> WHAT THIS TASK INVOLVES
Where a line in the material beneath contains "target", count it. Give the number only.
(DATA EXTRACTS)
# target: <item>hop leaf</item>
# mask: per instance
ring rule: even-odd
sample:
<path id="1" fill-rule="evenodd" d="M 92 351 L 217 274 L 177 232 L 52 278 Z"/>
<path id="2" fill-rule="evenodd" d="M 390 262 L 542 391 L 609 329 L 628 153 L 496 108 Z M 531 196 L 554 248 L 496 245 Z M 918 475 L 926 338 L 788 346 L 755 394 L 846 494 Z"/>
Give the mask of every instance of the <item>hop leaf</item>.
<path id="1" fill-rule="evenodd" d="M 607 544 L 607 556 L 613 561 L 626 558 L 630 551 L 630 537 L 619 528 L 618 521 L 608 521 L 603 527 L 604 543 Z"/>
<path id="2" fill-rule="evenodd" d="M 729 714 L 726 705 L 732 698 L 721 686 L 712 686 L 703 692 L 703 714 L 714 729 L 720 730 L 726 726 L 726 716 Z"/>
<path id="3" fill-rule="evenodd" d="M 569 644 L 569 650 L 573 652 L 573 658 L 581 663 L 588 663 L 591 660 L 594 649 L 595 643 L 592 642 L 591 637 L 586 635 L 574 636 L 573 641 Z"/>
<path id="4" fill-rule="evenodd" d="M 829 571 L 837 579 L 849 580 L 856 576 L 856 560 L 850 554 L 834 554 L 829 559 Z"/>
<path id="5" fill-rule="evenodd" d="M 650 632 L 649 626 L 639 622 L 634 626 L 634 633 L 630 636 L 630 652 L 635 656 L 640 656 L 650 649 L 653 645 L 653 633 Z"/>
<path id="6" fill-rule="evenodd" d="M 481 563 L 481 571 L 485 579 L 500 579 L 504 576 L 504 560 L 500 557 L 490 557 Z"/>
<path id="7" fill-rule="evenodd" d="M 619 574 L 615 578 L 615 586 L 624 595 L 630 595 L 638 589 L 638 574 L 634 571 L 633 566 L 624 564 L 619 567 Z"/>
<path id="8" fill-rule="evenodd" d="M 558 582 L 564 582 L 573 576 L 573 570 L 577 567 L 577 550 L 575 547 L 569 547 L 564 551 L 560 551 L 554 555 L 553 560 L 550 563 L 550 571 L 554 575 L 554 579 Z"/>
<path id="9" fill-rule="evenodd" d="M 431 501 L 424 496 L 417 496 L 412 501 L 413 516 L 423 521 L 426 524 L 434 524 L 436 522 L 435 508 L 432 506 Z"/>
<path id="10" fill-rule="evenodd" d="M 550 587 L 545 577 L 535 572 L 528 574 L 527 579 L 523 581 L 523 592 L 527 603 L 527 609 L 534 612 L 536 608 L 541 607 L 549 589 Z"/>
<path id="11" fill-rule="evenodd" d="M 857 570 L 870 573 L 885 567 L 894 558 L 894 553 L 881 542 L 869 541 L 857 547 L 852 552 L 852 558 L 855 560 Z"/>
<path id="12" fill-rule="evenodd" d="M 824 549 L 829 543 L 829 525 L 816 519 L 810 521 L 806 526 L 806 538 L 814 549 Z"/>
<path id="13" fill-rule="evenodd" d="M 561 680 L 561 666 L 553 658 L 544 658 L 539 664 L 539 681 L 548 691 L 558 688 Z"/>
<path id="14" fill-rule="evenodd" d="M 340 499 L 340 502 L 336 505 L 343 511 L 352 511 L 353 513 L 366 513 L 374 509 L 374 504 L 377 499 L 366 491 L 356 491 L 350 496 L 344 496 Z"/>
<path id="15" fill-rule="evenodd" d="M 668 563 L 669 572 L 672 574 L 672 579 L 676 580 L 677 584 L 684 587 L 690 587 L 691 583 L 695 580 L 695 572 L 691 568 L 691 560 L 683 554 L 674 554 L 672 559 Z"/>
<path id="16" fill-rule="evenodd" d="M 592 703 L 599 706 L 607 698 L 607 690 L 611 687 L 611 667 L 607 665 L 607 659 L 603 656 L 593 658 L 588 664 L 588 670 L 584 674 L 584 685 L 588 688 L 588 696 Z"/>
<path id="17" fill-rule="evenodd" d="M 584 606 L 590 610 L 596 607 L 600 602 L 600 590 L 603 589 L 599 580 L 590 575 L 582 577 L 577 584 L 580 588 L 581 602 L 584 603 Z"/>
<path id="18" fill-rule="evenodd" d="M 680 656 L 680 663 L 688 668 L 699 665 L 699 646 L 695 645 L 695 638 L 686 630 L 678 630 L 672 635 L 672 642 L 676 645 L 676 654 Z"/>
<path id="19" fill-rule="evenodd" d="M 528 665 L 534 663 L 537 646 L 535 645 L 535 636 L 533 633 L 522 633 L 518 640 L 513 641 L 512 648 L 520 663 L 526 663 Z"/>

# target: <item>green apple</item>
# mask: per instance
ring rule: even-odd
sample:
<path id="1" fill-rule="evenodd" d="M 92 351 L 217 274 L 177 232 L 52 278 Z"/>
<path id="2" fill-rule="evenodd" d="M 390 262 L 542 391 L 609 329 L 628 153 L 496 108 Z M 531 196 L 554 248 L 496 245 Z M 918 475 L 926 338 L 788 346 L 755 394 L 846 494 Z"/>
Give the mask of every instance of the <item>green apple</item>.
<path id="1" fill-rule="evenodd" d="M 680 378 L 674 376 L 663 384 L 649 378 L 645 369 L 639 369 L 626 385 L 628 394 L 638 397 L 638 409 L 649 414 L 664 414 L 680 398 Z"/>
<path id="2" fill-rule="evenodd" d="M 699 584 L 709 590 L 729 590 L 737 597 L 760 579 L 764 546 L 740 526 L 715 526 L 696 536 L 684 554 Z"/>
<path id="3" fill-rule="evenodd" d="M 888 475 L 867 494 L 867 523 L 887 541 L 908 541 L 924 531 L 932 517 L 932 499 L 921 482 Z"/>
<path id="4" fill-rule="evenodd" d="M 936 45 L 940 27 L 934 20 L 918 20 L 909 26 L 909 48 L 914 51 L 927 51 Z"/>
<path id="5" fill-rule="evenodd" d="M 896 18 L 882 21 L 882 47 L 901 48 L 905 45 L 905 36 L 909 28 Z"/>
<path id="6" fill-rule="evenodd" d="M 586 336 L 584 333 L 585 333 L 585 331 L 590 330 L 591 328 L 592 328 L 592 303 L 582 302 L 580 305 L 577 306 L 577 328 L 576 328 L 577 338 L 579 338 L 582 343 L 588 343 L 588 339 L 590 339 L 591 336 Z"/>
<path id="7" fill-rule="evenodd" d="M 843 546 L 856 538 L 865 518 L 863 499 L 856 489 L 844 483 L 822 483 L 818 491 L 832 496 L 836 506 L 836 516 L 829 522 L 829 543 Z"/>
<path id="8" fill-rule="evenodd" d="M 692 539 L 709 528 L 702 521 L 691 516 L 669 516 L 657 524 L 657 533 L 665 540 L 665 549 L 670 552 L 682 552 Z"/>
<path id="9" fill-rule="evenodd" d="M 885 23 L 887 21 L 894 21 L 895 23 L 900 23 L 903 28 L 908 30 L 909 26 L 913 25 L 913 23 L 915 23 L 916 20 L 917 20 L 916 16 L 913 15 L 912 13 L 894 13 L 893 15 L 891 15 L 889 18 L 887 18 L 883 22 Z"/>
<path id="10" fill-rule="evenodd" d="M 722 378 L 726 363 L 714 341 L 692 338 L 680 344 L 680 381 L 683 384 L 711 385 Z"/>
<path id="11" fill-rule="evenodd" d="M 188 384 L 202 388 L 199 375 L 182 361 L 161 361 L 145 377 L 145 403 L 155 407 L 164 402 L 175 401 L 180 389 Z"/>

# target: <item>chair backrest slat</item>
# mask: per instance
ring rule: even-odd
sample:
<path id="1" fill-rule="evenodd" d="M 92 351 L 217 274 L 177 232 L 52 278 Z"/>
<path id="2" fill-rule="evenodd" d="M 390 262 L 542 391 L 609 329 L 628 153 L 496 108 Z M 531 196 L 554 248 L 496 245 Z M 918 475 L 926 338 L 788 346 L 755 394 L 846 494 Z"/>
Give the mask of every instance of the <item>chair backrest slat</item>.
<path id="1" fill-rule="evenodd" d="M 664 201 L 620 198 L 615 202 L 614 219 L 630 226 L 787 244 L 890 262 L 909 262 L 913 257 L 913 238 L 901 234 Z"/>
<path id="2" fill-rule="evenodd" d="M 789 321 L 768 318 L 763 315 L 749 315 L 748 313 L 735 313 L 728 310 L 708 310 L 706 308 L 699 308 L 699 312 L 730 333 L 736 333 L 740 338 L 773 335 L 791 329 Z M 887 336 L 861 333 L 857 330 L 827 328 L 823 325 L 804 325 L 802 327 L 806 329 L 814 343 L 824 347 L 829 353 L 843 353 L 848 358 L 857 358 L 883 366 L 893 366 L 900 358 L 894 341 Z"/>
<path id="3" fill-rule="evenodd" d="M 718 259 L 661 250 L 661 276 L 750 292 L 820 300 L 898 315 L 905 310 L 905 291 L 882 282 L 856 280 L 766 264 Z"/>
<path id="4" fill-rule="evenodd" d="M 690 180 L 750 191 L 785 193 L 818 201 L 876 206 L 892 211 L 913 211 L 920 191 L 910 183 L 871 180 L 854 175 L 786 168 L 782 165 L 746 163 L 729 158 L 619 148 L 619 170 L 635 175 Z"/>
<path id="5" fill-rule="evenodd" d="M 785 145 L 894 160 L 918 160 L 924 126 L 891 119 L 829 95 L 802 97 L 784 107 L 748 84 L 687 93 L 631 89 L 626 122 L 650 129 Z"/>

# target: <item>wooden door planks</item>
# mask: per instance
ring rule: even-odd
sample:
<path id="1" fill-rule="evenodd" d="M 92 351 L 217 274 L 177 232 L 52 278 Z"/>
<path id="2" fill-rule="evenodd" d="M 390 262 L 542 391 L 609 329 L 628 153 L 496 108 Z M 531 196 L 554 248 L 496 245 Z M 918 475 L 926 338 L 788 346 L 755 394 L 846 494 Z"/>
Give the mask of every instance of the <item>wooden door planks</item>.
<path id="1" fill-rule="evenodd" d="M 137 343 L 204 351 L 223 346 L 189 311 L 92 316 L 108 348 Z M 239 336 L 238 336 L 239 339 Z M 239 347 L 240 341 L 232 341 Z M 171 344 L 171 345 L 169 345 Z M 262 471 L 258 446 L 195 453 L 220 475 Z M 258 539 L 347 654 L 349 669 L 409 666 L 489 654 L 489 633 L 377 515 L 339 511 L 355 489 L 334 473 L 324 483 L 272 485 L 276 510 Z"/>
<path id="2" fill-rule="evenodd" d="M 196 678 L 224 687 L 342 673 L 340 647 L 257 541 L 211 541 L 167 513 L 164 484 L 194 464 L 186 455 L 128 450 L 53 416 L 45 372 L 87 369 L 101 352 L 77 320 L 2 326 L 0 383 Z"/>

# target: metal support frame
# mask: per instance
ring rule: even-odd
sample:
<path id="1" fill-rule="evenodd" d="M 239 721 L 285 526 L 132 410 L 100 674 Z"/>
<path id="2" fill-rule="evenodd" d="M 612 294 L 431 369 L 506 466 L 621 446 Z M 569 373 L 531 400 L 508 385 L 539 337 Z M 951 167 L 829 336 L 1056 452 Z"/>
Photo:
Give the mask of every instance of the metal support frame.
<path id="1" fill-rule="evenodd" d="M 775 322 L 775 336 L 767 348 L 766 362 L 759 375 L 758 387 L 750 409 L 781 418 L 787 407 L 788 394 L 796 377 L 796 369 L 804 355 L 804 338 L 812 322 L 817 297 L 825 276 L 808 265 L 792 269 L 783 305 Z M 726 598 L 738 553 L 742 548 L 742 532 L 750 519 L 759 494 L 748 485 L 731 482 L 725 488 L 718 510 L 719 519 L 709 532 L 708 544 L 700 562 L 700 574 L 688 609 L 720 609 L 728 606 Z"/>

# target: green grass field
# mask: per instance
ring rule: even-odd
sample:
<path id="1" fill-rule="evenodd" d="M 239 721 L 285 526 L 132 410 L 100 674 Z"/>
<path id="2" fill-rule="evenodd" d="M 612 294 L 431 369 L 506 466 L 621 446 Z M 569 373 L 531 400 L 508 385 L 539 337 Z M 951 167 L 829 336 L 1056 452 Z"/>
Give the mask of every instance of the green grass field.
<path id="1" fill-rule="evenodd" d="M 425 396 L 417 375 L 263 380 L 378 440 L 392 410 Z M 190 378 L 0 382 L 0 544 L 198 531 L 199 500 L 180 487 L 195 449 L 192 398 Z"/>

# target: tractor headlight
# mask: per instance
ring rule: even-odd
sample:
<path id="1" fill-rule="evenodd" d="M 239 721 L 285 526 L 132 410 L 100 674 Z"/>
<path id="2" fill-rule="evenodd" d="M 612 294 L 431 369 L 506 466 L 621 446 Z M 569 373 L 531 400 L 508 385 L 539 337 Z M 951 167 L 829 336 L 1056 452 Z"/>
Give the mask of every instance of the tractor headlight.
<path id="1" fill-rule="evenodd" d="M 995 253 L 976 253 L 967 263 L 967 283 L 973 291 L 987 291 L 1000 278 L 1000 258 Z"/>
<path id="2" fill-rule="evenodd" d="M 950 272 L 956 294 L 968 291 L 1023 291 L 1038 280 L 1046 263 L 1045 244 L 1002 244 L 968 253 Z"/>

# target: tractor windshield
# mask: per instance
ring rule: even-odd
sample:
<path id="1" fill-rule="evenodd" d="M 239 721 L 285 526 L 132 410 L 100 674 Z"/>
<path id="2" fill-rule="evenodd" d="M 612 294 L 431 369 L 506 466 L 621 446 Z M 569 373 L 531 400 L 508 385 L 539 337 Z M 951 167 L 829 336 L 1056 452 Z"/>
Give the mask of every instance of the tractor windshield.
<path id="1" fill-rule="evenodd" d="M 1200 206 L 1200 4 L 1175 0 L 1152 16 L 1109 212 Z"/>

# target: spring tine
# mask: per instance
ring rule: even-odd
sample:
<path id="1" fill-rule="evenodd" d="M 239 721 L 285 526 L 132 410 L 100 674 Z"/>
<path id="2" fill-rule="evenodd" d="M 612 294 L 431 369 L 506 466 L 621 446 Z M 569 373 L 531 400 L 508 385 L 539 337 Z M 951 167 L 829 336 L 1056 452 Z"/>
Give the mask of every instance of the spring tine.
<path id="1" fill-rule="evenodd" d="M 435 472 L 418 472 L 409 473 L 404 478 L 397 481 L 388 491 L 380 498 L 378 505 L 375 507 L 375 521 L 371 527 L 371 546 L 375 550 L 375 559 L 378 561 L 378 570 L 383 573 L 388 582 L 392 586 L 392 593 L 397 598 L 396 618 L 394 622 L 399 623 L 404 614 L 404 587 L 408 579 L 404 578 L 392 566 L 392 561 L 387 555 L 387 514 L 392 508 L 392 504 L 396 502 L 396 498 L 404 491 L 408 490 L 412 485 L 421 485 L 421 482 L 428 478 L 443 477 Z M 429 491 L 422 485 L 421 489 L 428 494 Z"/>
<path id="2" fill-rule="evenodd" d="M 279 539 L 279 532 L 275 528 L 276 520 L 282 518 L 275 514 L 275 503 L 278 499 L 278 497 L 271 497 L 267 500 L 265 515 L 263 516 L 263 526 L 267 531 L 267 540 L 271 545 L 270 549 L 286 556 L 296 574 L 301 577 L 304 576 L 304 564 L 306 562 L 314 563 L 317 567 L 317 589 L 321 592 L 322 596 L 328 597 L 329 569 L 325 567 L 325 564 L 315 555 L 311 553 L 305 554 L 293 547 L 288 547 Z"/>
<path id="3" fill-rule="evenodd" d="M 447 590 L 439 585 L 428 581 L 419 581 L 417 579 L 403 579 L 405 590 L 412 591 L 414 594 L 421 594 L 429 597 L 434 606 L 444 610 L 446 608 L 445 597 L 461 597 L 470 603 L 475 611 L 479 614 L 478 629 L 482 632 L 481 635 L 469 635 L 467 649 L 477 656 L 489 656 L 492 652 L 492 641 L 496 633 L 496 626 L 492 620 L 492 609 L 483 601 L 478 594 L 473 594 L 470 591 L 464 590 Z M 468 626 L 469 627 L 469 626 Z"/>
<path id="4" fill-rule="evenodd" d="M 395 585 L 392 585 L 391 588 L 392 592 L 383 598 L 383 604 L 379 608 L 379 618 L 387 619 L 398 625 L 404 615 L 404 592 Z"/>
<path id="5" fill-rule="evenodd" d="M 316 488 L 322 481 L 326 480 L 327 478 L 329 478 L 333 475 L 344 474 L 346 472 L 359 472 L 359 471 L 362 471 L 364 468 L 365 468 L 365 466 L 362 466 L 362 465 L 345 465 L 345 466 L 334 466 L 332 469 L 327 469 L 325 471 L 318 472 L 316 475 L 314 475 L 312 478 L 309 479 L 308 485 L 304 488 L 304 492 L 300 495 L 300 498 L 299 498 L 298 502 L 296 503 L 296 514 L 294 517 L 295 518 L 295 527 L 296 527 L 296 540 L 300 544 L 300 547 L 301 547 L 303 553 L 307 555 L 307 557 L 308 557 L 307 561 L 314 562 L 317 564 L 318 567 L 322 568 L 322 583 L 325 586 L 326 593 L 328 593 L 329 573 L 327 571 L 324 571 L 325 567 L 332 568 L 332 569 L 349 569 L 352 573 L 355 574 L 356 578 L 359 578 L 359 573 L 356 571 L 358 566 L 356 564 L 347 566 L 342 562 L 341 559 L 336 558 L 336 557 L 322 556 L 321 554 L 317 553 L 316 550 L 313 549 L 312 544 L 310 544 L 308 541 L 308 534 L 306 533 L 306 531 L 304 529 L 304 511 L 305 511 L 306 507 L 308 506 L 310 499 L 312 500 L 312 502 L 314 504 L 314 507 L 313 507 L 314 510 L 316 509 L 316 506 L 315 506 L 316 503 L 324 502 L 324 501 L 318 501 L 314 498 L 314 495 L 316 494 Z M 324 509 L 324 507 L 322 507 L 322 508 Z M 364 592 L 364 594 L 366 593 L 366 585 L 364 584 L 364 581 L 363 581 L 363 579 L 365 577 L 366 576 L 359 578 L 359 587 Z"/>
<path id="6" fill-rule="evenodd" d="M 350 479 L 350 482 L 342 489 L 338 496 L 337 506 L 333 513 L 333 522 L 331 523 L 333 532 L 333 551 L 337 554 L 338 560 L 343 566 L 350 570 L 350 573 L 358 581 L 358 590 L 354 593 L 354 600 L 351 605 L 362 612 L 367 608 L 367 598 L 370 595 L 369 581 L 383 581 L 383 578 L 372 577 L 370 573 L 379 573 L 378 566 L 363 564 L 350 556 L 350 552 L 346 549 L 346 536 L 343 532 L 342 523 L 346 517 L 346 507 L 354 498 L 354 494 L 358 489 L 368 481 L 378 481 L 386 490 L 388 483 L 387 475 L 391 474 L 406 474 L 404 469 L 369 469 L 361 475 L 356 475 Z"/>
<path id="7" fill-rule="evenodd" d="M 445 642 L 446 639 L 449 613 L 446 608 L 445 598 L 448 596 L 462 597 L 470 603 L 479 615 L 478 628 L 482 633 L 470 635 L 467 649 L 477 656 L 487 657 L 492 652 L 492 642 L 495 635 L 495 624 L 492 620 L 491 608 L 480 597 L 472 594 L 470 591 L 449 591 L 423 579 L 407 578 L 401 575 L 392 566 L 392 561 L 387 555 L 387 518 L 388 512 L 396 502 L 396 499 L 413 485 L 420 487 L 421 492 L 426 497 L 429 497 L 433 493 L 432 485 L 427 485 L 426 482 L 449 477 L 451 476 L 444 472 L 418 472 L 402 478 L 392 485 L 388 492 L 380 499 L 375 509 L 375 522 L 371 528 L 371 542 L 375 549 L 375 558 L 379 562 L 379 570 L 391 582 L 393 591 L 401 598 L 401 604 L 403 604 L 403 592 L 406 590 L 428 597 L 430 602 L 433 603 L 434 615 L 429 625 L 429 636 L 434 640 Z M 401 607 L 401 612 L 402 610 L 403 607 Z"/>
(End DATA EXTRACTS)
> EXERCISE ANSWER
9